■ **To be done**: Can you copy everything in the data below from the line containing "Camera-trap review: tag the man" down to the end of the data, both ends included, keeping each request line unchanged but shifting every point coordinate by adding 43 to each of its numbers?

===============

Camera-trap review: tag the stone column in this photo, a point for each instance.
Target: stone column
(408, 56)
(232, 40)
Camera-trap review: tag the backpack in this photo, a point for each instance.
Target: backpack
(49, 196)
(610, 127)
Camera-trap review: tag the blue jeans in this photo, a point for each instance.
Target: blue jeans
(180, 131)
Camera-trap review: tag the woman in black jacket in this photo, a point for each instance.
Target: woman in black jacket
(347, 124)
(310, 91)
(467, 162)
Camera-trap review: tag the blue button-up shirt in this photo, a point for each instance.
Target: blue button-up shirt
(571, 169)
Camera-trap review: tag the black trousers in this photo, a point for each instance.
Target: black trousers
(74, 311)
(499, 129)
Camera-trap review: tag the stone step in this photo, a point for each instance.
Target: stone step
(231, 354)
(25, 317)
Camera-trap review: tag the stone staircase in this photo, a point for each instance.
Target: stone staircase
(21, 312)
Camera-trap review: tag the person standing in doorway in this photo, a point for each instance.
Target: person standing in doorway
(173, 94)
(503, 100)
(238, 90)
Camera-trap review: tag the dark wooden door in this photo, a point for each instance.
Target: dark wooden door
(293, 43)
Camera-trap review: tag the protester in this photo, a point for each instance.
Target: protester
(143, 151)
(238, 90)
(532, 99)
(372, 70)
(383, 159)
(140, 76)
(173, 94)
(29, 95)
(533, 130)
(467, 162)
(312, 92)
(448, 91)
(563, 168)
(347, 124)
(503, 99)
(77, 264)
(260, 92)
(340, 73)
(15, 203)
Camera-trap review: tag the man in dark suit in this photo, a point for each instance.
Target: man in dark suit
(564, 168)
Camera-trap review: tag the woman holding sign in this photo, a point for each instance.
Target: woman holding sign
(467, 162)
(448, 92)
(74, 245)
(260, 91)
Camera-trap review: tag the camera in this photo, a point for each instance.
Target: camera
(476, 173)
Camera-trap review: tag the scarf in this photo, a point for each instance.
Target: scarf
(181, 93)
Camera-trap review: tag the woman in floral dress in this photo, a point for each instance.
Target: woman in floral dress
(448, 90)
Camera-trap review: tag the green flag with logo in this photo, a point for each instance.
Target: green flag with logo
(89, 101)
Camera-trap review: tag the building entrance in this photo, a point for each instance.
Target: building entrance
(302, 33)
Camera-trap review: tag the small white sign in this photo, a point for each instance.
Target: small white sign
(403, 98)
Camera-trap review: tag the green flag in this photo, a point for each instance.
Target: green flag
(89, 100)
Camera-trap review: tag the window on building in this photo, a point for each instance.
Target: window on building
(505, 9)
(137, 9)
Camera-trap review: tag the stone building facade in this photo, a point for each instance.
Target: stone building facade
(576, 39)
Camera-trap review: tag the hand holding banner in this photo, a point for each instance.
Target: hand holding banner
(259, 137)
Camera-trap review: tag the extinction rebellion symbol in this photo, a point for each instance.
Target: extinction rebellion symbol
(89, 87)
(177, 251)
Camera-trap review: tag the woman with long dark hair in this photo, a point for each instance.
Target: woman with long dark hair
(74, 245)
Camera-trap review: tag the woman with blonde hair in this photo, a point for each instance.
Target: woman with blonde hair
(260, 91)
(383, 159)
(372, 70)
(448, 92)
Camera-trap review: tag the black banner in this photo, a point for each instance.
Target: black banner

===============

■ **Exercise answer**:
Camera-trap review: tag the man in dark suit in this photo, a point for each instance.
Target: man in dark suit
(607, 211)
Camera-trap review: tag the woman holding sign in this photo, a point for each instance.
Target: woman holding sign
(510, 205)
(491, 135)
(117, 288)
(303, 134)
Camera-trap review: tag the camera in this photo, a point for each instance.
Target: camera
(519, 216)
Camera-trap review: tag the scarf in this photo, a point for each instance.
Target: scarf
(224, 136)
Camera-trap review: tag the woman in floral dress in this photo, a point for each instance.
Target: woman in floral dress
(491, 133)
Camera-trap review: tag the green flag with logo in this photo, a point for each instance.
Target: green flag with logo
(132, 144)
Camera-trap review: tag the building entrance in this photo, a point for each instance.
Target: building entrance
(345, 76)
Camera-trap review: tag the small white sign in this photo, a point for each instance.
Target: small white sign
(446, 141)
Camera-trap review: tag the green flag in this photo, a point for each instance.
Target: green flag
(132, 143)
Camera-trap review: tag the window on building in this photo, a point for each instance.
Target: window on building
(548, 52)
(180, 52)
Camera-trap review: tag the stone building facade in this photo, a point for each instance.
Target: stone building facade
(619, 82)
Camera-trap review: tag the hand holding banner in this photo, a point for each instance.
Target: hand holding banner
(302, 180)
Camera-trap review: tag the extinction rebellion symbol in this photo, a point for each instance.
Target: extinction rebellion symbol
(132, 130)
(220, 294)
Camera-trap review: tag the woman with long dark hair in this photo, a point for each instance.
Target: woman with long dark hair
(117, 288)
Camera-trap review: tag the woman with blonde hair in this photo, a point for each instance.
Target: woman with blonde hair
(303, 134)
(426, 202)
(415, 113)
(491, 135)
Camera-trap review: tag the black banner in this photo, a point for each instance.
Target: black banner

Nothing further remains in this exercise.